## [Problem to solve]
In your copy, leave out the pictures and repeat the entries below exactly.

## [Input data]
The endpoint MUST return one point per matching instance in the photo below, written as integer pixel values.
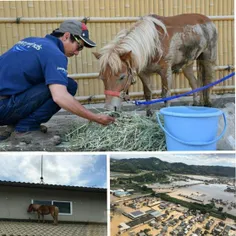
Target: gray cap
(76, 28)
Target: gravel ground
(61, 123)
(8, 228)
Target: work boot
(6, 133)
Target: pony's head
(117, 73)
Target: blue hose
(137, 103)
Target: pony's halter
(123, 94)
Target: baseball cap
(76, 28)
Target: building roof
(51, 186)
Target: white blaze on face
(116, 102)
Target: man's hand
(105, 119)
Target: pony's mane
(142, 39)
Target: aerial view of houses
(53, 195)
(161, 201)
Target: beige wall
(103, 31)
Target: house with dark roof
(76, 204)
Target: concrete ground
(8, 228)
(61, 123)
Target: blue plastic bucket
(191, 128)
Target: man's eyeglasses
(80, 46)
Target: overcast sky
(63, 169)
(215, 159)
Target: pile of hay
(130, 132)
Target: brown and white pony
(162, 45)
(45, 210)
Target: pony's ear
(97, 55)
(127, 58)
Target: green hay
(130, 132)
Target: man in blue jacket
(34, 83)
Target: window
(65, 207)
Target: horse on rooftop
(45, 210)
(162, 45)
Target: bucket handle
(193, 143)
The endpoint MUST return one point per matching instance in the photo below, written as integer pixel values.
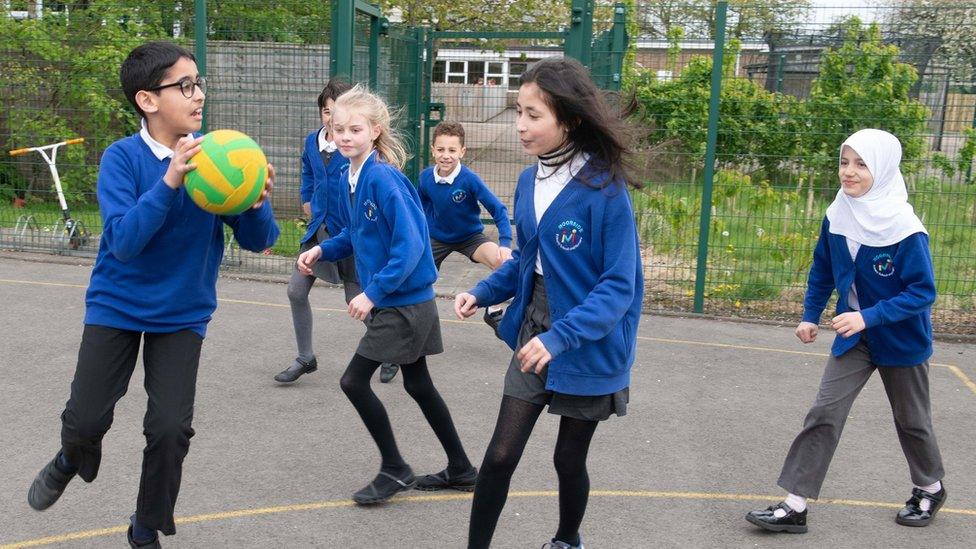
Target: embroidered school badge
(884, 265)
(569, 235)
(369, 208)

## [Result]
The endpoint MUST return one point per matching instance in the photo below, written as integer pixel values.
Target: gray cap
(76, 28)
Target: gravel ground
(61, 123)
(8, 228)
Target: work boot
(6, 133)
Target: pony's head
(117, 73)
Target: blue hose
(137, 103)
Target: pony's halter
(123, 94)
Target: baseball cap
(76, 28)
Target: building roof
(51, 186)
Target: white blaze on face
(116, 102)
Target: man's hand
(105, 119)
Target: pony's mane
(142, 39)
Target: aerial view of houses
(53, 195)
(161, 201)
Target: beige wall
(103, 31)
Target: house with dark roof
(76, 204)
Target: concrete ground
(8, 228)
(61, 123)
Target: blue plastic bucket
(191, 128)
Target: man's eyeglasses
(80, 46)
Target: overcast sky
(63, 169)
(215, 159)
Target: pile of hay
(130, 132)
Target: brown and white pony
(162, 45)
(45, 210)
Target: pony's ear
(97, 55)
(127, 58)
Target: green hay
(130, 132)
Target: man in blue jacket
(34, 83)
Target: window
(65, 207)
Target: horse on rooftop
(45, 210)
(162, 45)
Target: bucket handle
(193, 143)
The endpoint MUST return one point per matching instance in the photo below, written as integer pixel values.
Target: embroidered school badge
(884, 265)
(569, 235)
(369, 208)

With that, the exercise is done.